Return each line of the entries below that contains the word "attached", copying every such line unchanged.

BEGIN DATA ENTRIES

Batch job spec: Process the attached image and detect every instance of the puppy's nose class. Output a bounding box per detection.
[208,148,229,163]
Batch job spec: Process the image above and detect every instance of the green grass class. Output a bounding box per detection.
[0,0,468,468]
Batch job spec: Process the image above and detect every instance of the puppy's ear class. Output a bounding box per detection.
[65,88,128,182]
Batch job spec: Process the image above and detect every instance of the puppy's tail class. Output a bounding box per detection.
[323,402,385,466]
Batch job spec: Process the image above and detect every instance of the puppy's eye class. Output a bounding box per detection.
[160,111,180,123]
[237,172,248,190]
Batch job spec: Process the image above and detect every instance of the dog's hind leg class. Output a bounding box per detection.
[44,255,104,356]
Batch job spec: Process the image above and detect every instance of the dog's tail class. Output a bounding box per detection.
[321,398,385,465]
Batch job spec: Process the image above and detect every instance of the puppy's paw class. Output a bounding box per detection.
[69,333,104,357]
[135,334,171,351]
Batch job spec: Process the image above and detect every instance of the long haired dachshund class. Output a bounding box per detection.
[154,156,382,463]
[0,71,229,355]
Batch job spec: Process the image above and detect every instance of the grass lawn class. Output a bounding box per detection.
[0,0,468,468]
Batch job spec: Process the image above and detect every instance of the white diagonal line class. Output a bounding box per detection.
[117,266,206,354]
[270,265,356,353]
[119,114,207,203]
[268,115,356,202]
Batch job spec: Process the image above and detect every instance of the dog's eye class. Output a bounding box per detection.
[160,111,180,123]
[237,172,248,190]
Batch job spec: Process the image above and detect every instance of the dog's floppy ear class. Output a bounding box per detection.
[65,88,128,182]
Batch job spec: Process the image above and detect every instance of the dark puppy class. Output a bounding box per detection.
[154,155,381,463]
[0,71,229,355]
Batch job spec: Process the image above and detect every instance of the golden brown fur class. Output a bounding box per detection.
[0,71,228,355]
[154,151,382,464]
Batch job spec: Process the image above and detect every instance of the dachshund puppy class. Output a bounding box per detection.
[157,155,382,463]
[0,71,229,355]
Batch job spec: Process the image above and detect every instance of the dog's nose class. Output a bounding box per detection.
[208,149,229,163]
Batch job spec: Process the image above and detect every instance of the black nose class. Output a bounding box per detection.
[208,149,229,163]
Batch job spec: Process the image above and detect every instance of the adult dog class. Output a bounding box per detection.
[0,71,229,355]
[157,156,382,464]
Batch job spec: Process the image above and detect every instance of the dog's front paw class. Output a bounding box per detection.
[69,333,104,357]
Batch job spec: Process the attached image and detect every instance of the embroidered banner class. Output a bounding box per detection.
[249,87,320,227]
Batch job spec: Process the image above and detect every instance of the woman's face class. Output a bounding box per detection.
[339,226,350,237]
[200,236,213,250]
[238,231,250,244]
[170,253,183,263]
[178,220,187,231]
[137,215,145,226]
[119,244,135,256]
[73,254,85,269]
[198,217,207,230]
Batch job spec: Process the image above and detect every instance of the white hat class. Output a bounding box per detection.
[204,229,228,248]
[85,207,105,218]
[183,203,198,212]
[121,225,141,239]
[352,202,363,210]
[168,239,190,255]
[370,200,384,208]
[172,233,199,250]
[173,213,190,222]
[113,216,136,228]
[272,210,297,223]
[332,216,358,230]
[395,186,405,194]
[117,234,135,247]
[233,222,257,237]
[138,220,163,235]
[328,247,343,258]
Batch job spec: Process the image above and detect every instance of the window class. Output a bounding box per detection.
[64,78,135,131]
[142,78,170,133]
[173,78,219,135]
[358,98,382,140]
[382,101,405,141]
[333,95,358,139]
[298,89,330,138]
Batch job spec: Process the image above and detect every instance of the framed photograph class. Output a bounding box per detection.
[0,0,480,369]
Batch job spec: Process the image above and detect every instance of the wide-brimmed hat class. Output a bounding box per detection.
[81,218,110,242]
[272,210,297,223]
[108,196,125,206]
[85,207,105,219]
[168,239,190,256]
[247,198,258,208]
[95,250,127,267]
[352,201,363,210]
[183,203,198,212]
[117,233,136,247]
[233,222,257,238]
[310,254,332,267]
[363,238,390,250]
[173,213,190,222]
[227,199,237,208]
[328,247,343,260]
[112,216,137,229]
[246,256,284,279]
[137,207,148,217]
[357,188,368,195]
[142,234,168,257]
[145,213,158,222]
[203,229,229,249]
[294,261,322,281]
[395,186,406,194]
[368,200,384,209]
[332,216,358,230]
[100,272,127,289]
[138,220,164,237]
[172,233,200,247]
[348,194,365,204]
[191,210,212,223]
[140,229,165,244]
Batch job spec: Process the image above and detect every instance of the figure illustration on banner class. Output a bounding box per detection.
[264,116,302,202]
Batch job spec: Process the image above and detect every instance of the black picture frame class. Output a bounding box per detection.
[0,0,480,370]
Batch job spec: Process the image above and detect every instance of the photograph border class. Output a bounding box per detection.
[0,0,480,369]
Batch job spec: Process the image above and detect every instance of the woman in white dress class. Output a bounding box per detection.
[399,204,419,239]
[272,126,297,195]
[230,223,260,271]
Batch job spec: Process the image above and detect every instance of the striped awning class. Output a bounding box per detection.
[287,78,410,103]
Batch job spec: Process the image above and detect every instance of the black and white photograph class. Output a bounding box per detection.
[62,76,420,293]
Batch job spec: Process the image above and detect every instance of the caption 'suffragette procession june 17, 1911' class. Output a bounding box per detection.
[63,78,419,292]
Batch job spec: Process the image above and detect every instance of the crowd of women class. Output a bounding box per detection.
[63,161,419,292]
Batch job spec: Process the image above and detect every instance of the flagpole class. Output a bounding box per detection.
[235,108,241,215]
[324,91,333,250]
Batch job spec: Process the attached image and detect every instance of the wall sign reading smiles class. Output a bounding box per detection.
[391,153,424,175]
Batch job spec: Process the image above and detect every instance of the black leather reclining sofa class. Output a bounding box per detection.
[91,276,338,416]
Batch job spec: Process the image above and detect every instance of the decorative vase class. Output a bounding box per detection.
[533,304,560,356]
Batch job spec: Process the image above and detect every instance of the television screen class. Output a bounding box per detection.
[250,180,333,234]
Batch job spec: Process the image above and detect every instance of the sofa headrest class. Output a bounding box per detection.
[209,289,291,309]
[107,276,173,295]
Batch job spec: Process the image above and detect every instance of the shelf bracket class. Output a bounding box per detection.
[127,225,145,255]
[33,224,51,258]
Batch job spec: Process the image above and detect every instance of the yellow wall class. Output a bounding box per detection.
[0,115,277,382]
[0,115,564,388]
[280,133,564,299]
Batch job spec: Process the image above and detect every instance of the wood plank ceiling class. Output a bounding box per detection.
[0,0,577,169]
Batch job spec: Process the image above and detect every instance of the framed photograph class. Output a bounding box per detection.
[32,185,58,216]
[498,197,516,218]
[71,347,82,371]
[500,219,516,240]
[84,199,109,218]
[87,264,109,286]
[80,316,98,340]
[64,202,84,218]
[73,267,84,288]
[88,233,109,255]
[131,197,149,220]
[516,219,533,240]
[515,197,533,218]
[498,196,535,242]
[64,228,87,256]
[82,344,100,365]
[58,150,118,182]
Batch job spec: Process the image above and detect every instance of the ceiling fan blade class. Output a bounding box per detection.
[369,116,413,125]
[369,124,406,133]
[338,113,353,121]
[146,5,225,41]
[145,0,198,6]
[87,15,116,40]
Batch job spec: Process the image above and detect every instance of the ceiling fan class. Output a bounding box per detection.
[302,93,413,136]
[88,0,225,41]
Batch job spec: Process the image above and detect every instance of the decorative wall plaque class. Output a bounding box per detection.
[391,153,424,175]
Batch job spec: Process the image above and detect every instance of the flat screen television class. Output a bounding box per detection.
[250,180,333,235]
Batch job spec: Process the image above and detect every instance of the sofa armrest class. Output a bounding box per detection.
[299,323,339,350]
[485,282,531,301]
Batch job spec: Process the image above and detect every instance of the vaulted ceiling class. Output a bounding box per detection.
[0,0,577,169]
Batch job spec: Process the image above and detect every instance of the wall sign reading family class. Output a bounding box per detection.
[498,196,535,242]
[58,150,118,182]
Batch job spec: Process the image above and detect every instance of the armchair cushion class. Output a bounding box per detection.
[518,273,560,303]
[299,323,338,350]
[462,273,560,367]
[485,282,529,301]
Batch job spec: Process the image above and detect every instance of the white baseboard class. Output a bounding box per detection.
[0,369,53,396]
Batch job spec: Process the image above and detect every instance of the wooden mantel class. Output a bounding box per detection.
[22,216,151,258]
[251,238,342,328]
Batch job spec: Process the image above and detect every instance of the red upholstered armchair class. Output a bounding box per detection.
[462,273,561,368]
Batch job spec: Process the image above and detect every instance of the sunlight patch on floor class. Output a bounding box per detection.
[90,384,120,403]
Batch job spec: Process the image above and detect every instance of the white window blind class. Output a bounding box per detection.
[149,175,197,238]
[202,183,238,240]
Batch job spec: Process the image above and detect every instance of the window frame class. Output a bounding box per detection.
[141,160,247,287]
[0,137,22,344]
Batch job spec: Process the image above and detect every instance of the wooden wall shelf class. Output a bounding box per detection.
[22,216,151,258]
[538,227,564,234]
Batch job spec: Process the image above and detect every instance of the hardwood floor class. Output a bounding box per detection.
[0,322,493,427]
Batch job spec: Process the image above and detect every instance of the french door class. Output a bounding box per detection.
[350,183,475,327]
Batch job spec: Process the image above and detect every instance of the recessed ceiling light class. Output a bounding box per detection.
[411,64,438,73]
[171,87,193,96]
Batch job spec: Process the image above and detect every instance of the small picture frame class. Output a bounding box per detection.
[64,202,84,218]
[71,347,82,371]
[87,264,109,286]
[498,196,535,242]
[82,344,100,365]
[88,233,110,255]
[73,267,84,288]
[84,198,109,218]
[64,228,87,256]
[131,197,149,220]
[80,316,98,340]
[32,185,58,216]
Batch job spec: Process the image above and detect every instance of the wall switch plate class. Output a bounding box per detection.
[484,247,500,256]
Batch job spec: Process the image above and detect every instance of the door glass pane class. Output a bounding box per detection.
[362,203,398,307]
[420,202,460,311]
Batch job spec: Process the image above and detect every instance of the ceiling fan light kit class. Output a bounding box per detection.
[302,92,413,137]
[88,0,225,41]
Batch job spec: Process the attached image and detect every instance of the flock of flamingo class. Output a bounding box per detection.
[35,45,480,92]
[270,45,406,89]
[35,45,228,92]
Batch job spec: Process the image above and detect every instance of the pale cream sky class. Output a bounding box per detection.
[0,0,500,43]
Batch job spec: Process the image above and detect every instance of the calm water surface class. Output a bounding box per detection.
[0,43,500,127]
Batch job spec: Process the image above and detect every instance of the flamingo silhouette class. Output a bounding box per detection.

END DATA ENTRIES

## [CORRECT OUTPUT]
Batch job spec: Process the attached image and detect every instance of the puppy's nose class. Output a bounding box per detection.
Batch job spec: Process the attached image and detect every instance of the embroidered banner class. Output a bounding box per detection.
Batch job spec: Process the attached image and detect every instance of the wall sign reading smiles class. Output a bounding box per detection.
Batch job spec: Process the attached image and detect every instance of the flock of flamingo class. Output a bounding box per detection.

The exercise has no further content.